→ ASSIGNED TASK
Verbatim copy, images excluded: write out each record shown below.

[Stored data entries]
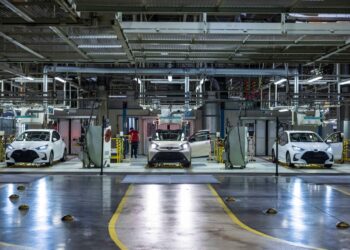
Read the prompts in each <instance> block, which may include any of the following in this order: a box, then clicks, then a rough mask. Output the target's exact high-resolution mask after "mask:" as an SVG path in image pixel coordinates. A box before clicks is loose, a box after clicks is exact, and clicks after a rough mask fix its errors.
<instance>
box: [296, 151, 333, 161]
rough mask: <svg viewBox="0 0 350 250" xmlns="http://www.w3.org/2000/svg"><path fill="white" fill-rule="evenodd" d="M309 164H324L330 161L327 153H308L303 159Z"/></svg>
mask: <svg viewBox="0 0 350 250" xmlns="http://www.w3.org/2000/svg"><path fill="white" fill-rule="evenodd" d="M301 159H303V160H304V161H306V163H307V164H324V163H325V161H326V160H328V159H329V158H328V155H327V154H326V153H325V152H319V151H308V152H305V153H304V154H303V156H302V157H301Z"/></svg>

→ EXPECTED ANSWER
Read the prompts in each <instance> block, which may include any of the following in this order: a box, then clicks, then a rough mask. Output the target's exact high-resolution mask after "mask:" as an SVG path in image pixel coordinates. A box before clicks is loose, a box after clicks is exact, and clicks after a rough mask fix its errors.
<instance>
box: [296, 151, 333, 161]
rough mask: <svg viewBox="0 0 350 250" xmlns="http://www.w3.org/2000/svg"><path fill="white" fill-rule="evenodd" d="M309 164H324L330 161L327 153H308L303 159Z"/></svg>
mask: <svg viewBox="0 0 350 250" xmlns="http://www.w3.org/2000/svg"><path fill="white" fill-rule="evenodd" d="M301 159H303V160H304V161H306V163H307V164H324V163H325V161H326V160H328V159H329V158H328V155H327V154H326V153H325V152H319V151H308V152H305V153H304V154H303V156H302V157H301Z"/></svg>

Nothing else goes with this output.